Items from a data source:
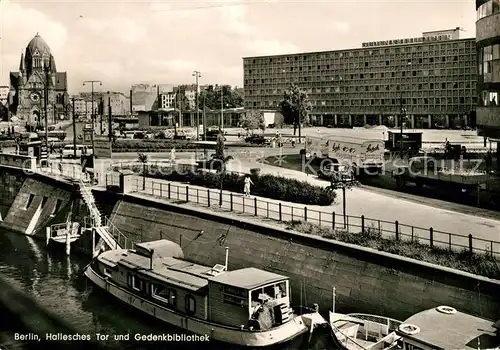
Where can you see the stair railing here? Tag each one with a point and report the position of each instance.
(116, 233)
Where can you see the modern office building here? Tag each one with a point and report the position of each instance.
(488, 49)
(432, 77)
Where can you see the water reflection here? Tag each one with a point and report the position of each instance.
(55, 280)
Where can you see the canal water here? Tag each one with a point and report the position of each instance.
(56, 283)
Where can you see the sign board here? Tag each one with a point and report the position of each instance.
(102, 148)
(87, 137)
(317, 147)
(364, 151)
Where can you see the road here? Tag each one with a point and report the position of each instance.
(381, 212)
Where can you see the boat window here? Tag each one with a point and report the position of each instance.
(107, 272)
(160, 292)
(30, 199)
(190, 304)
(235, 296)
(255, 295)
(281, 290)
(173, 297)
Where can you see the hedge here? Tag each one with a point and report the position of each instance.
(268, 186)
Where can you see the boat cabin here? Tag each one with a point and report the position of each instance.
(247, 298)
(446, 328)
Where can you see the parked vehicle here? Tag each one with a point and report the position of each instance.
(68, 151)
(244, 307)
(257, 139)
(425, 171)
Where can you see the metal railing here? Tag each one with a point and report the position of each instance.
(119, 237)
(277, 211)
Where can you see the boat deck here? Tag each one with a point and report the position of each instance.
(186, 274)
(453, 331)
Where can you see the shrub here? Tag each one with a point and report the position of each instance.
(268, 186)
(485, 265)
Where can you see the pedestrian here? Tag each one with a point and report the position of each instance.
(248, 182)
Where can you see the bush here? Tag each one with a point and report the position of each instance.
(269, 186)
(151, 145)
(480, 264)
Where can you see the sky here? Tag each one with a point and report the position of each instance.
(162, 42)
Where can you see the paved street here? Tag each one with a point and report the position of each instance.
(373, 205)
(385, 209)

**Brief**
Return the material exactly as given, apart from the pictures.

**Finished task**
Where can you see the stair railing here? Tag each one with a point and report the position of each instance.
(116, 233)
Where can you see the modern office building here? Tag each one with a point and report the position of each instance.
(488, 49)
(432, 77)
Where can you see the water reflection here? Tag each one with a point and report the position of each instance.
(55, 280)
Where can you see the canal water here? Tag each one with a point and report the position of each instance.
(56, 283)
Where can you see the sign board here? Tag each one with a point and report the position of each instance.
(102, 148)
(87, 137)
(317, 147)
(364, 151)
Where can you see the road here? Tag each one with a point and report the position of each instance.
(381, 212)
Where can you see the boat window here? Tag each one with a point and report the position of each instance.
(107, 272)
(160, 292)
(30, 199)
(190, 304)
(235, 296)
(255, 295)
(281, 290)
(173, 297)
Where can you see the hedge here? Tag each one with a point and report the position of each instance.
(268, 186)
Where can you see the boat cabin here? Tag each one with a point and report the position of each instance.
(247, 298)
(446, 328)
Where can you see the parked vehicle here? Tag each one with a point and report the position of each instance.
(68, 151)
(244, 307)
(257, 139)
(425, 171)
Where can you see the metal railing here? Tag each one with a point and report the position of each instance.
(119, 237)
(277, 211)
Where can you see the boat deck here? Tag each one with a point and report the position of each instance.
(186, 274)
(453, 331)
Where can you see the shrub here? Tag each one with a point and report the position of each instance.
(268, 186)
(485, 265)
Where can you see the pedestrian here? Tag each one with a point and report the position of each instance.
(248, 182)
Where can you see the bush here? Tag each one with a point and report the position of each instance.
(269, 186)
(151, 145)
(480, 264)
Where can you see the sky here? Tag each one with a point and report the position of each instance.
(162, 42)
Where can you see the paved street here? Tag each one with a point and report the position of each instance.
(373, 205)
(385, 209)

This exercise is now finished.